Direction 1: Render this sentence from the disclosure guidance into Spanish: "The focus is on what has actually changed, what has been delivered, and where progress is still incomplete."

Excerpted passage:
----------------

Progress against prior plans

Practical guidance for preparing this disclosure. Use this card to identify datapoints, verify claims and organise supporting evidence. For exact requirements, always refer to the official IFRS source.

Dr Ross Kurinko, Sustainability Reporting Trainer
Reviewed by Dr Ross Kurinko · Sustainability Reporting Trainer LRA educational guidance · Not issued or endorsed by IFRS
To prepare this disclosure
Disclosure focus

This disclosure asks an organisation to explain how far it has moved on from the climate-related plans it set out previously. In practice, it is about reporting progress against earlier commitments, targets or transition actions, rather than restating the plan itself. The focus is on what has actually changed, what has been delivered, and where progress is still incomplete.

The practical emphasis is on giving a fair picture of coverage and momentum across the business, not just highlighting a few successful projects or flagship sites. An organisation should make clear whether progress applies across its full operations, selected business units, or only certain locations, and should note any material gaps, delays or changes in direction compared with the prior plan.

This LRA educational guidance supports disclosure preparation. For the exact requirements, always refer to the official IFRS source.

Before you start

A quick mental checklist before you prepare this disclosure — tick each as you settle it.

----------------

Direction 2: Echo the records word for word, starting with their first line and continuing up to and including the line with "[[150, 201], [225, 323], [395, 290]]".

----------------

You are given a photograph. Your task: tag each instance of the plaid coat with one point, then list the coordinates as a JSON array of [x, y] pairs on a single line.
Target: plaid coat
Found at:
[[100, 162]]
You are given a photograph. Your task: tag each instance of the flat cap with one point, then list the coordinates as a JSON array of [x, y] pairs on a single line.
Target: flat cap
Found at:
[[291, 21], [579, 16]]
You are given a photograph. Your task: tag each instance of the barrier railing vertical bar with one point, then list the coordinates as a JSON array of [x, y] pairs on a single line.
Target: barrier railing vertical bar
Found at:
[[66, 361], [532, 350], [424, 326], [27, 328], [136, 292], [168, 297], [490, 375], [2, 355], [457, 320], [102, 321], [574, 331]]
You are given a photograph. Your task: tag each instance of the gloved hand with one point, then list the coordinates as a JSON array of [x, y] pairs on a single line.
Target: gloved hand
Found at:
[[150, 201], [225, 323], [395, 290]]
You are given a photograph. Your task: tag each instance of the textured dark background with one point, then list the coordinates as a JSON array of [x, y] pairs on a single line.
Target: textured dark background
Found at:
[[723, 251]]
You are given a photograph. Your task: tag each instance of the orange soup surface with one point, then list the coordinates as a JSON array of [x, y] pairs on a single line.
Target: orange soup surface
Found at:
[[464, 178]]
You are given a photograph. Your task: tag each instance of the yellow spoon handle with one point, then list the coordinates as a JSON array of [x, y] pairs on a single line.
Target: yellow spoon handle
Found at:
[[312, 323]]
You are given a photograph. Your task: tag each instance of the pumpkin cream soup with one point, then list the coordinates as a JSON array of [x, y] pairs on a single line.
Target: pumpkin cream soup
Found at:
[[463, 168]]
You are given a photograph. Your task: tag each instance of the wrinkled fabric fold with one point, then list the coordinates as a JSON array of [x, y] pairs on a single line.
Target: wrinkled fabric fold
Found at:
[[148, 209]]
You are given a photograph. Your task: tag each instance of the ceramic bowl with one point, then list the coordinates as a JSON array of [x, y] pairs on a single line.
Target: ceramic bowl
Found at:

----------------

Full response 1: La atención se centra en lo que realmente ha cambiado, lo que se ha llevado a cabo y dónde el avance sigue siendo incompleto.

Full response 2:
You are given a photograph. Your task: tag each instance of the plaid coat with one point, then list the coordinates as a JSON array of [x, y] pairs on a single line.
Target: plaid coat
Found at:
[[100, 162]]
You are given a photograph. Your task: tag each instance of the flat cap with one point, then list the coordinates as a JSON array of [x, y] pairs on a single line.
Target: flat cap
Found at:
[[291, 21], [579, 16]]
You are given a photograph. Your task: tag each instance of the barrier railing vertical bar with one point, then list the coordinates as a JSON array of [x, y] pairs on a single line.
Target: barrier railing vertical bar
Found at:
[[66, 361], [532, 350], [424, 326], [27, 328], [136, 292], [168, 297], [490, 375], [2, 355], [457, 320], [102, 321], [574, 331]]
You are given a photograph. Your task: tag each instance of the gloved hand with one point, then list the coordinates as a JSON array of [x, y] pairs on a single line.
Target: gloved hand
Found at:
[[150, 201], [225, 323], [395, 290]]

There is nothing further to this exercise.